_PASSAGE_:
***

Section 113(b) of IRPA and 167 of the Regulations do not create a statutory obligation to conduct an oral hearing even where credibility is in issue.

 

In this case, it does not appear that any credibility was in issue, but even if it was, it was of such limited consideration and certainly not central to the case.

 

[20]           Second, it is also clear that the Officer’s subjective fear finding was not credibility based.  While in some instances, there might be an overlap between subjective fear and credibility, the subjective fear finding of the Officer in this case was clearly objectively based.  She held that the Applicant’s reavailment to Jamaica, combined with her failure to make a claim for protection within five years of being in Canada, led her to the conclusion the Applicant lacked subjective fear.  Neither of these statements relate to the credibility of the Applicant’s story.

 

[21]           The Applicant also notes that the Officer did not consult country documentation on Jamaica in making its finding that the Applicant did not have a well-founded fear of persecution.  However, that was entirely unnecessary because the Officer decided on the basis of subjective fear, one of the two components of a well-founded fear, and the component that does not require objective substantiation.

 

[22]           Finally, the Applicant lists in support of her argument that a hearing should have been held, the fact that she was not given an opportunity to explain why she did not mention the name of the perpetrator and why she did not go to the police. However, these are not issues relating to her credibility. The Applicant was under an obligation to provide these necessary details to the Officer and the Officer was under no obligation to hold a hearing to remedy the failure of the Applicant to properly support her application. As mentioned, on all occasions the Officer operated on the assumption that the Applicant’s story was true. As a result, this ground of review cannot succeed.

 

State Protection in Grenada

[23]           The Officer’s state protection determination is also well-founded. First, although the Applicant argues that the officer did not consult any documentation regarding general country conditions in Jamaica, there was no need to do so, because the Officer’s finding on state protection in Grenada (as well as its determination on the subjective fear issue) is determinative. Thus, the Applicant’s evidence concerning violence against women in Jamaica is a problem is irrelevant to state protection in Grenada.

 

[24]           With respect to the state protection finding in Grenada, there is no controversy that if an Applicant has more than one nationality, he or she must seek protection from all countries of nationality. See for instance Canada (Attorney General) v. Ward, [1993] 2 S.C.R. 689 at paragraphs 88-90 and Tit v. Canada (Minister of Employment and Immigration), [1993] F.C.J. No. 556 (T.D.)(QL).  Here, the Applicant has not claimed persecution from anyone in Grenada, nor did she state that she feared that her persecutor would follow her to Grenada. The Applicant provided no evidence that the authorities in Grenada would not protect her against a non-native persecutor. The Applicant appears to have absolutely no risk of return to Grenada.

 

[25]           The Officer did, however, assess objectively whether the authorities in Grenada would be able to protect the Applicant from her Jamaican stalker. The Officer cites the US Department of State Report for 2005 (DOS Report), published in 2006, in support of this statement. The Officer concluded that women’s access to state protection is not impeded, although she also cited the statement from the DOS Report that societal problems existed, including violence against women.

***

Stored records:
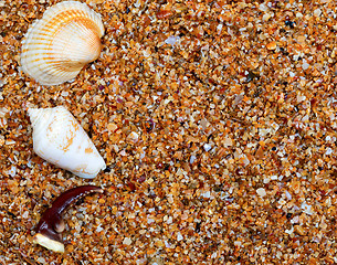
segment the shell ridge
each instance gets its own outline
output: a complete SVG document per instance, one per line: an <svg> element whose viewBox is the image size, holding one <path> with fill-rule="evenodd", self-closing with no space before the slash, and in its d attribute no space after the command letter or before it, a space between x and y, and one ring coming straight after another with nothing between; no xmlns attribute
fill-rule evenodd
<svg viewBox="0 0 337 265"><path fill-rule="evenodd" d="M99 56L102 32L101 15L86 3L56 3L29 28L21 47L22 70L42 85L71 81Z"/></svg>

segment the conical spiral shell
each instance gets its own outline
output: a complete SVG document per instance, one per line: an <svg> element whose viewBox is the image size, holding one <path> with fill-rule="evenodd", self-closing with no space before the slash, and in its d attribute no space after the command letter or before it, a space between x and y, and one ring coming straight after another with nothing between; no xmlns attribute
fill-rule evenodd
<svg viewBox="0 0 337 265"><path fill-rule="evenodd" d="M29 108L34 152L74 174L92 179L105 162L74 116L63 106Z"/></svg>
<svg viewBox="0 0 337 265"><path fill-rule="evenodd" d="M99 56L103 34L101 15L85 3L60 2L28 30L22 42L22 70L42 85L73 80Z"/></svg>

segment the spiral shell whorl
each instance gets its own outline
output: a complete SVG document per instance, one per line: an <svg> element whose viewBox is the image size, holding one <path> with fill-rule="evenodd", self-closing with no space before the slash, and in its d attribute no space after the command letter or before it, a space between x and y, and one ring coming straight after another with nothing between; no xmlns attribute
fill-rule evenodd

***

_TASK DETAILS_:
Answer these questions about the decision:
1. Which two provisions does the decision say do not create a statutory obligation to conduct an oral hearing?
2. What two facts led the Officer to conclude that the Applicant lacked subjective fear?
3. Which report does the Officer cite when assessing whether the authorities in Grenada could protect the Applicant?
The records have no connection to the decision above.

_SOLUTION TO THIS TASK_:
1. Section 113(b) of IRPA and section 167 of the Regulations.
2. The Applicant's reavailment to Jamaica and her failure to make a claim for protection within five years of being in Canada.
3. The US Department of State Report for 2005 (DOS Report), published in 2006.